Description of the task: Retype the entries exactly, keeping every line intact.

[[ Excerpted records open ]]

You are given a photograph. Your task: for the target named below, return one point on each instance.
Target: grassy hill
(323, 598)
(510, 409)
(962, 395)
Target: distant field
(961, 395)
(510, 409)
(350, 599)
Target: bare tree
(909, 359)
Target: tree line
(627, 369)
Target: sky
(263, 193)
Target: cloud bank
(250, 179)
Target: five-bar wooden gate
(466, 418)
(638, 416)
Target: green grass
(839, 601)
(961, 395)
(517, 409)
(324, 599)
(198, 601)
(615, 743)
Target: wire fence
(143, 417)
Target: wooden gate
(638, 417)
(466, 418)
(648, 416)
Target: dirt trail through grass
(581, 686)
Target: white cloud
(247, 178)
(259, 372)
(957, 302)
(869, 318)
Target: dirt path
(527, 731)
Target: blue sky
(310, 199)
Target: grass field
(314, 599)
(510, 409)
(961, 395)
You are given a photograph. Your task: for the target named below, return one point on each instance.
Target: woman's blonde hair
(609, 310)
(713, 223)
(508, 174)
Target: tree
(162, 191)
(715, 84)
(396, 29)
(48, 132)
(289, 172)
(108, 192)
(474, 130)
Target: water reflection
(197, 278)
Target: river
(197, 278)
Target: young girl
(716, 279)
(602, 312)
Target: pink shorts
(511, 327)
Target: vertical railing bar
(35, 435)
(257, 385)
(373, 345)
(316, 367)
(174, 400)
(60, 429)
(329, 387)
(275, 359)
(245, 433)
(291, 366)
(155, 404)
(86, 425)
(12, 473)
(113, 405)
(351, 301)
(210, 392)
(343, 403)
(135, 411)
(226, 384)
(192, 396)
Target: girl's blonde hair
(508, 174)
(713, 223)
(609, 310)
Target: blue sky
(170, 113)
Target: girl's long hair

[[ Excerpted records closed ]]

Reply to the exercise:
You are given a photograph. Your task: for the target named below, return one point on each instance.
Target: grassy hill
(323, 598)
(510, 409)
(962, 395)
Target: distant field
(961, 395)
(510, 409)
(350, 599)
Target: bare tree
(909, 359)
Target: tree line
(627, 369)
Target: sky
(263, 193)
Target: cloud bank
(250, 179)
Target: five-bar wooden gate
(466, 418)
(638, 416)
Target: green grass
(839, 601)
(961, 395)
(517, 409)
(324, 599)
(198, 601)
(615, 743)
Target: wire fence
(143, 417)
Target: wooden gate
(638, 417)
(466, 418)
(648, 416)
Target: dirt trail through grass
(581, 686)
Target: white cloud
(247, 178)
(259, 372)
(957, 302)
(869, 318)
Target: dirt path
(527, 731)
Target: blue sky
(310, 199)
Target: grass field
(314, 599)
(510, 409)
(961, 395)
You are given a photograph. Your task: for the target named below, return one point on each instance.
Target: woman's blonde hair
(609, 310)
(713, 223)
(508, 174)
Target: tree
(162, 191)
(715, 84)
(396, 29)
(48, 132)
(289, 172)
(108, 192)
(474, 130)
Target: water reflection
(197, 278)
Target: river
(197, 278)
Target: young girl
(716, 279)
(602, 312)
Target: pink shorts
(511, 327)
Target: vertical railing bar
(35, 435)
(257, 385)
(373, 345)
(316, 367)
(174, 400)
(60, 429)
(329, 387)
(275, 359)
(245, 433)
(291, 366)
(155, 404)
(86, 425)
(12, 473)
(113, 405)
(351, 301)
(210, 392)
(343, 403)
(135, 411)
(226, 384)
(192, 396)
Target: girl's blonde hair
(508, 174)
(713, 223)
(609, 310)
Target: blue sky
(170, 113)
Target: girl's long hair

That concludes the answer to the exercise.